* start SELECTED TEXT *
Be it enacted by the General Assembly of the State of South Carolina:
SECTION 1. Chapter 2, Title 61 of the 1976 Code is amended by adding:
"Section 61-2-85. (A) For the purposes of this section,
(1) 'permit holder' means a holder of a permit issued by the Department of Revenue that authorizes on-premises consumption of beer, wine, or alcoholic liquor by the drink;
(2) 'practical means of glass collection' means the existence of a financially feasible commercial or governmental recycling program or programs that allow a permit to contract for onsite pickup of glass or a local and non-costly drop-off location that accepts glass containers for recycling and that is easily available to a permit holder.
(3) 'recycling plan' means a plan for recycling that provides for the separation, storage, collection, and recycling of recyclable beverage containers and their packaging that are sold on the premises of a permit holder, including, but not limited to, aluminum, plastic, glass beverage containers, and cardboard used to package, ship, or deliver the beverage containers.
(B) (1) Each permit holder shall have a recycling plan for the collection and recycling of recyclable beverage containers and packaging sold on the premises by the permit holder. Each recycling plan must:
(a) contain all elements included in the model recycling plan that shall be developed by the Department of Health and Environmental Control and made available on its website; or
(b) be at least as comprehensive as the model recycling plan.
(2) A permit holder that provides substantial evidence to the Department of Health and Environmental Control that a practical means of collection of glass beverage containers does not exist may exempt glass collection from its recycling plan.
(C) A permit holder must certify as part of its permitting process with the Department of Revenue that a site specific recycling plan has been prepared and will be made available upon demand to the Department of Revenue and the Department of Health and Environmental Control.
(D) The Department of Health and Environmental Control shall annually perform a random audit of recycling plans and shall notify the Department of Revenue and the permit holder of a recycling plan that is not in compliance with the provisions of this section.
(E) A permit holder that fails to provide certification of a recycling plan in its permit application or renewal shall be assessed by the Department of Revenue:
(1) for a first offense, a fine of not less than two hundred dollars nor more than five hundred dollars;
(2) for a second offense within three years of the first offense, a fine of not less than five hundred dollars;
(3) for a third or subsequent offense, a fine of not less than one thousand dollars.
(F) A permit holder whose recycling plan is determined to be noncompliant with the provisions of this section shall be assessed by the Department of Health and Environmental Control:
(1) for a first offense, a fine of not less than two hundred dollars nor more than five hundred dollars;
(2) for a second offense within three years of the first offense, a fine of not less than five hundred dollars;
(3) for a third or subsequent offense, a fine of not less than one thousand dollars.
* end SELECTED TEXT *
* start PROVIDED RECORDS *
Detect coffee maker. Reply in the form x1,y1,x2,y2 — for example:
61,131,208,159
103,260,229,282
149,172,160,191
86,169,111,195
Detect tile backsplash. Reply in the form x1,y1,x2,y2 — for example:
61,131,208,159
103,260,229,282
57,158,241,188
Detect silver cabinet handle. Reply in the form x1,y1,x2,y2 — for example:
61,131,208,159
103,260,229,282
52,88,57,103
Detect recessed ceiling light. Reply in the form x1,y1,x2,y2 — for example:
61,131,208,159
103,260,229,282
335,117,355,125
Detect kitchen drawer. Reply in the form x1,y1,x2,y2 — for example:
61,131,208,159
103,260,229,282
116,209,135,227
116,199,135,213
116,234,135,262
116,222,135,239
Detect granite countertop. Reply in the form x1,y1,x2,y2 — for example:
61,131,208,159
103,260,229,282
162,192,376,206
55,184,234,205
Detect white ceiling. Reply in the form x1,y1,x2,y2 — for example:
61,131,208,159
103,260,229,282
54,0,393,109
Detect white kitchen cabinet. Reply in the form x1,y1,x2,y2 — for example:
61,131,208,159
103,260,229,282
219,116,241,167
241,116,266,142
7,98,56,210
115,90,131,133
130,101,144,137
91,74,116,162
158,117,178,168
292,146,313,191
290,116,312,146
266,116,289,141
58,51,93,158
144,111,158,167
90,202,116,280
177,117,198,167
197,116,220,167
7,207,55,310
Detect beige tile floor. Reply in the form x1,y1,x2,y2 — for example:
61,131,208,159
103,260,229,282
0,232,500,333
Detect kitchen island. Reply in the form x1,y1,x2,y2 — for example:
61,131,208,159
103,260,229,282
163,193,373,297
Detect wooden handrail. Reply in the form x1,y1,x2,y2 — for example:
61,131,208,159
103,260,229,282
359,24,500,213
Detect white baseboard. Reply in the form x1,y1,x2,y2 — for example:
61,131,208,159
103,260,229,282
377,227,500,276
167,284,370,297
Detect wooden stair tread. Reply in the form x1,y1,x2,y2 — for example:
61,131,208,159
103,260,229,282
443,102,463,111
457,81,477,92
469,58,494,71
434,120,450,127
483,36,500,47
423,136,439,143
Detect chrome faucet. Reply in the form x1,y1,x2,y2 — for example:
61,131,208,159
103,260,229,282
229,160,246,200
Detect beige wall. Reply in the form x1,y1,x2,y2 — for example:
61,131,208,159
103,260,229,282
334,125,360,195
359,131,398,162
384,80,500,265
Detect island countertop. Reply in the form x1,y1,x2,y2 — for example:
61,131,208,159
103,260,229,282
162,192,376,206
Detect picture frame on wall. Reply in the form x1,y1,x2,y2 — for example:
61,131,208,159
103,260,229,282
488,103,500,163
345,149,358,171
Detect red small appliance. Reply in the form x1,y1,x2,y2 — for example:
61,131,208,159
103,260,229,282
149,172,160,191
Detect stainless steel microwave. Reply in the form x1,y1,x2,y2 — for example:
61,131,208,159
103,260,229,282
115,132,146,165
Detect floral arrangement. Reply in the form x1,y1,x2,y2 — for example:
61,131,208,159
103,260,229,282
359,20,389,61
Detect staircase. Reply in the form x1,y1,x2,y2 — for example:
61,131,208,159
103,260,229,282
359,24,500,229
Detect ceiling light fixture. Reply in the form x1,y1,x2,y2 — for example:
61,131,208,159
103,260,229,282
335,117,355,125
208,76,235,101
* end PROVIDED RECORDS *
__TASK LIST__:
A: In the South Carolina recycling bill, what fine applies to a permit holder's third or subsequent offense?
B: Tally the lines of the listing that contain the string "kitchen", treating case as significant, and give only the number.

__ANSWERS TO THE EXERCISES__:
A: A fine of not less than one thousand dollars.

B: 3